Page extract:

──────────

Interiors blogger Rohini Wahi on how her life changed during the recession.
When the recession hit I was a successful freelancer. Being an interior stylist and writer I had my fingers in lots of pies, I had regular work from well known magazines and styled for great brands, I even had a creative agent to find me work. Life was good.
Then suddenly, from out of the darkness came a fist and a hammer which like a fairground game, knocked my clients, my colleagues and my friends on the head, pow, pow, pow! And gave me double knock for good measure.
Many big magazines had folded and 'budget cuts' were the new buzz word. I assessed the damage around me; I had some due invoices which would last me a few months and thank goodness for my agent, but aside from that, little could be salvaged. I was young in my career so didn't have years of client relationships to fall back on - I pretty much needed to start again.
I knew that the coming year would be bad, and being positive of nature I knew that to accept it was the best option.
I decided to use this time to start something I had always desired - a British design blog. For years I had admired 'shelter' style blogs that had flourished during the internet boom in the US - blogs run by modern day Martha Stewarts extolling the virtues of affordable contemporary design, DIY ideas for the modern home, beautifully styled recipes for the short on time and tips on how to beautify your rented accommodation.
Thousands of readers flocked to the sites every day creating feverish communities of the creative and talented and enthusiastic! As well as running these successful blogs with advertisers to boot, these women had strong creative careers in publishing and design.
I wanted that for myself.
These sites were abundant with exciting talent from the US, but I had always been frustrated with the lack of spotlights on British and European creatives. Often waxing lyrical that one-day I wished I could create something like this, a blog-zine of sorts for designers and artists on this side of the pond, but just never had the time.
So, with bundles of time and bundles of nerves, I took the plunge...
I already had a personal blog for a few years which had a modest amount of followers, so I roped my programmer boyfriend into creating a custom made template for a new site, designed in the crudest way by myself.

──────────

Activity:
Extract the passage from the blog post about starting a design blog, beginning at the words that contain "Then suddenly, from" and stopping after "the best option.". The data that comes next has no connection to the blog post above.

──────────

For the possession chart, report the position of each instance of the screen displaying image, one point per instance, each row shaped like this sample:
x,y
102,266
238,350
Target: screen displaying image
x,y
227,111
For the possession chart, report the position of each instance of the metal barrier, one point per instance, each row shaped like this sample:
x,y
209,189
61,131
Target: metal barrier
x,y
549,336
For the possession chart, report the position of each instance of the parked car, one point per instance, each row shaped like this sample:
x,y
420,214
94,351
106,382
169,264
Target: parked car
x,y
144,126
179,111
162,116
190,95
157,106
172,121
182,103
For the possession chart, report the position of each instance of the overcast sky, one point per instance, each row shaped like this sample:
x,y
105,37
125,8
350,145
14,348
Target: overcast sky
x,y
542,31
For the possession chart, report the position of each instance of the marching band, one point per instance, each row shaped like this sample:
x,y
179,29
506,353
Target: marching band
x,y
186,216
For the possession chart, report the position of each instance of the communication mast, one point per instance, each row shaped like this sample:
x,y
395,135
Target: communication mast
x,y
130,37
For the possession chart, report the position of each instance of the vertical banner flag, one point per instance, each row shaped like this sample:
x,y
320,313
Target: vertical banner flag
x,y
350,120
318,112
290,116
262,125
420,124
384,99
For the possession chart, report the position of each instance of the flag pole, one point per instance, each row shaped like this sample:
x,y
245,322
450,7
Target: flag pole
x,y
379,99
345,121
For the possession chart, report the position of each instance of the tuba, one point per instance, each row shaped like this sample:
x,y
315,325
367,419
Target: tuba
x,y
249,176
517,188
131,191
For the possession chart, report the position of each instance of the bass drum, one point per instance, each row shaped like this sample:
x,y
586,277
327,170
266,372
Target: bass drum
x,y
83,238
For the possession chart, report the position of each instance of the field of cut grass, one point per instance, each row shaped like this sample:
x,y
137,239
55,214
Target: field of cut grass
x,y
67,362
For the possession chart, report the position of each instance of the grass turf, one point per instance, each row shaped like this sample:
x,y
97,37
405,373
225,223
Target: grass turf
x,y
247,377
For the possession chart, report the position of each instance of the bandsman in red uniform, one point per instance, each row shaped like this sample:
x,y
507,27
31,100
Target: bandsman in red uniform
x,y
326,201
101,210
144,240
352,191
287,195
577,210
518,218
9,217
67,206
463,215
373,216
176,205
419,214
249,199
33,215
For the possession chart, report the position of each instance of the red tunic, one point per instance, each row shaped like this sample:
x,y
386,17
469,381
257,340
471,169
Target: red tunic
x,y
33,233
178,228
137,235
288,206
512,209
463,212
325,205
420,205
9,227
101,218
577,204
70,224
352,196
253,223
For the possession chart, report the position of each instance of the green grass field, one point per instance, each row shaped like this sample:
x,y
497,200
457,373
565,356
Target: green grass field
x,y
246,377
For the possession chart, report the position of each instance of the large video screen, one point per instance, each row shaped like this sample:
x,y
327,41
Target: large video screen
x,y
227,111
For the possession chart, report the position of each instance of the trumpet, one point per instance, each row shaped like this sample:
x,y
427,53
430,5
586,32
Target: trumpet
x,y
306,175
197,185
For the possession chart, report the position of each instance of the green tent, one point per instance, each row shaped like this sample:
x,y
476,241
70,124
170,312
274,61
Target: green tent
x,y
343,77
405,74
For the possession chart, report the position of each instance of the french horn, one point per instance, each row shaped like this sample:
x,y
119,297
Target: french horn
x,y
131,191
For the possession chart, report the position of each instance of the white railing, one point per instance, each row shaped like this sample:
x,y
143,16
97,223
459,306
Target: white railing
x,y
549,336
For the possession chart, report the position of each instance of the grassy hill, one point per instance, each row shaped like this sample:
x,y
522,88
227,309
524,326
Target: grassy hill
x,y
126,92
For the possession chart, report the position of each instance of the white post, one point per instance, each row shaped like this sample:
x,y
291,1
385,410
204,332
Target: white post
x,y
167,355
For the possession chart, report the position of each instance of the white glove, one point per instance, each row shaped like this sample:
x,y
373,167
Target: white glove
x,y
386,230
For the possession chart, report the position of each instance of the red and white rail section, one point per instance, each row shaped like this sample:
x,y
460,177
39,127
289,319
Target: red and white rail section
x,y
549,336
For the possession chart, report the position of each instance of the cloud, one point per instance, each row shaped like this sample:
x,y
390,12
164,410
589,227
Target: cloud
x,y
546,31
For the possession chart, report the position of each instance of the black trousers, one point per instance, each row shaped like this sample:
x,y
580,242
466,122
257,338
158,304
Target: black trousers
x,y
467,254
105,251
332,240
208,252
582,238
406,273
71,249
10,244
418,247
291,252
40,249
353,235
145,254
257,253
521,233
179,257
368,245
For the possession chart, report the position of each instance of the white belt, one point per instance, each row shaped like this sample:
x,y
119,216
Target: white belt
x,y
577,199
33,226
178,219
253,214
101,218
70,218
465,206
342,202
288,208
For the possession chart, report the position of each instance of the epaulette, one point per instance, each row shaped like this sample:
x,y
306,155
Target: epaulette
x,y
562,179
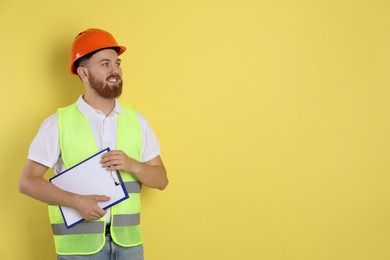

──────────

Written answer:
Then suddenly, from out of the darkness came a fist and a hammer which like a fairground game, knocked my clients, my colleagues and my friends on the head, pow, pow, pow! And gave me double knock for good measure.
Many big magazines had folded and 'budget cuts' were the new buzz word. I assessed the damage around me; I had some due invoices which would last me a few months and thank goodness for my agent, but aside from that, little could be salvaged. I was young in my career so didn't have years of client relationships to fall back on - I pretty much needed to start again.
I knew that the coming year would be bad, and being positive of nature I knew that to accept it was the best option.